[SUPPLIED RECORDS Boundary: Start]

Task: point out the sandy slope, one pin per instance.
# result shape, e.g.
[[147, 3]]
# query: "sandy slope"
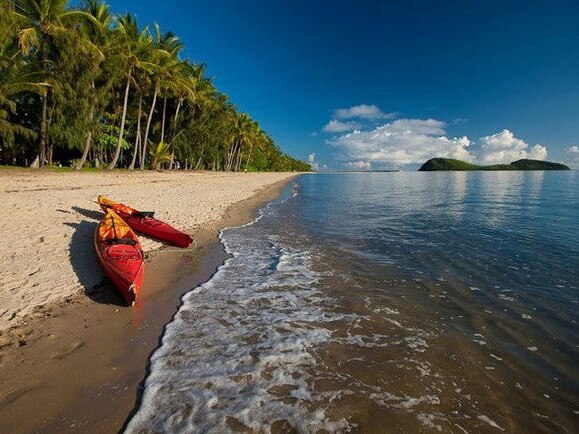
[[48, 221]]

[SUPPLIED RECORDS Boundary: End]
[SUPPLIED RECORDS Boundary: Start]

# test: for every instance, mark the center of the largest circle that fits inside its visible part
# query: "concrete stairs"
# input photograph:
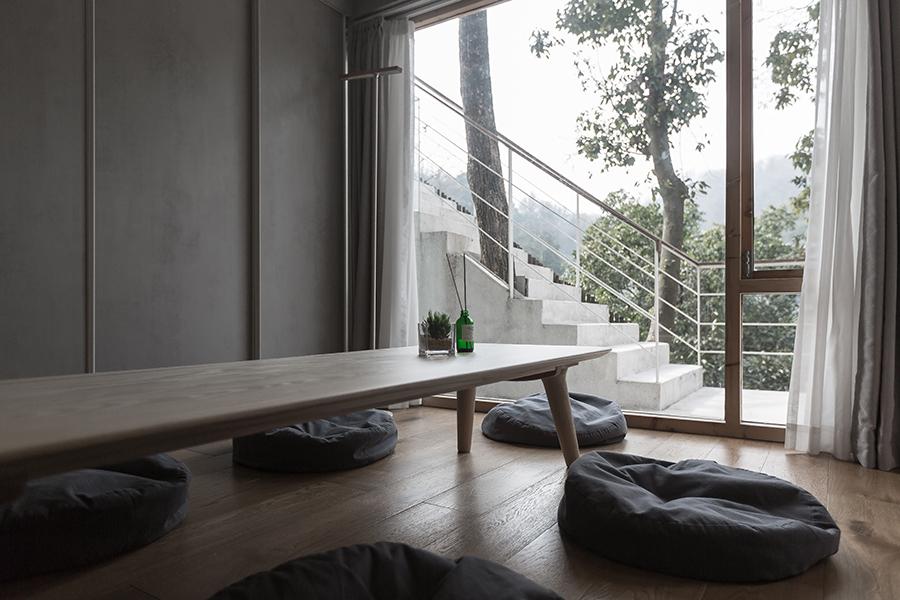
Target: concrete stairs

[SUPPLIED RECORDS Boundary: End]

* [AIM OF THE TASK]: Every line of the listing that holds the word "concrete" is to be found and copied.

* [EXERCISE OUTPUT]:
# query: "concrete stairs"
Target: concrete stairs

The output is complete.